[START OF RECORDS FOR THE EXERCISE]

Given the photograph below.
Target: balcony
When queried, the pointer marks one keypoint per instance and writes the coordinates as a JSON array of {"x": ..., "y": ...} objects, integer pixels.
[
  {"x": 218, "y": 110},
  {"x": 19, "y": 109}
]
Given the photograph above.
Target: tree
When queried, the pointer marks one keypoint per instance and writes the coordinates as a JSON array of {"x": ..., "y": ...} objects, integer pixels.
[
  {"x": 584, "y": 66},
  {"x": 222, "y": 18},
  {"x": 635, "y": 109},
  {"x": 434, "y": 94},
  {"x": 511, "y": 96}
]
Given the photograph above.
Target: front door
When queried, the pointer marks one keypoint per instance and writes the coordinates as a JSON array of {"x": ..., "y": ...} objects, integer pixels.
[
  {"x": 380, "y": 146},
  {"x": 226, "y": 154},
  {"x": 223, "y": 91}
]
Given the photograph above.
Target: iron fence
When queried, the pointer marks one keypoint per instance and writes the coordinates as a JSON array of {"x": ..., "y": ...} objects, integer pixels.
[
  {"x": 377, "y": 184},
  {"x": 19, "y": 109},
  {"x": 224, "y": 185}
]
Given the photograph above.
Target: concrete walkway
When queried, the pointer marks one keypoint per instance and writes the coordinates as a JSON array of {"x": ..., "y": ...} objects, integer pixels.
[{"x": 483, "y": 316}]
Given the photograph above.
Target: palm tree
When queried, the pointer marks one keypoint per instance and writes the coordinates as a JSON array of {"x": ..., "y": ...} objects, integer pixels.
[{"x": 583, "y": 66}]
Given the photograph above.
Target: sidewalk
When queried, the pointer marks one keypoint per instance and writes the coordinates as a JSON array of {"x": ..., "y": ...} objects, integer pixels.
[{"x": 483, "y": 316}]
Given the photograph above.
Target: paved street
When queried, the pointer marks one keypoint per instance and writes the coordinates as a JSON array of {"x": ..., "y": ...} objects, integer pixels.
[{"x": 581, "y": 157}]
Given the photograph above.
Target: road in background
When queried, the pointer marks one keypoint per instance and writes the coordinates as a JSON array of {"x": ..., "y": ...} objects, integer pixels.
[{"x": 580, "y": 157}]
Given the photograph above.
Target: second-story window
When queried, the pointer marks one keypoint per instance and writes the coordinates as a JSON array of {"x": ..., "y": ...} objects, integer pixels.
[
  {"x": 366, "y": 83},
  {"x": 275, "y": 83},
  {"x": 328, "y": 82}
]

[END OF RECORDS FOR THE EXERCISE]

# TASK TO COMPLETE:
Show each line of the records that contains the string "Target".

# ANSWER TO THIS TASK:
Target: balcony
Target: tree
Target: front door
Target: iron fence
Target: concrete walkway
Target: palm tree
Target: sidewalk
Target: paved street
Target: road in background
Target: second-story window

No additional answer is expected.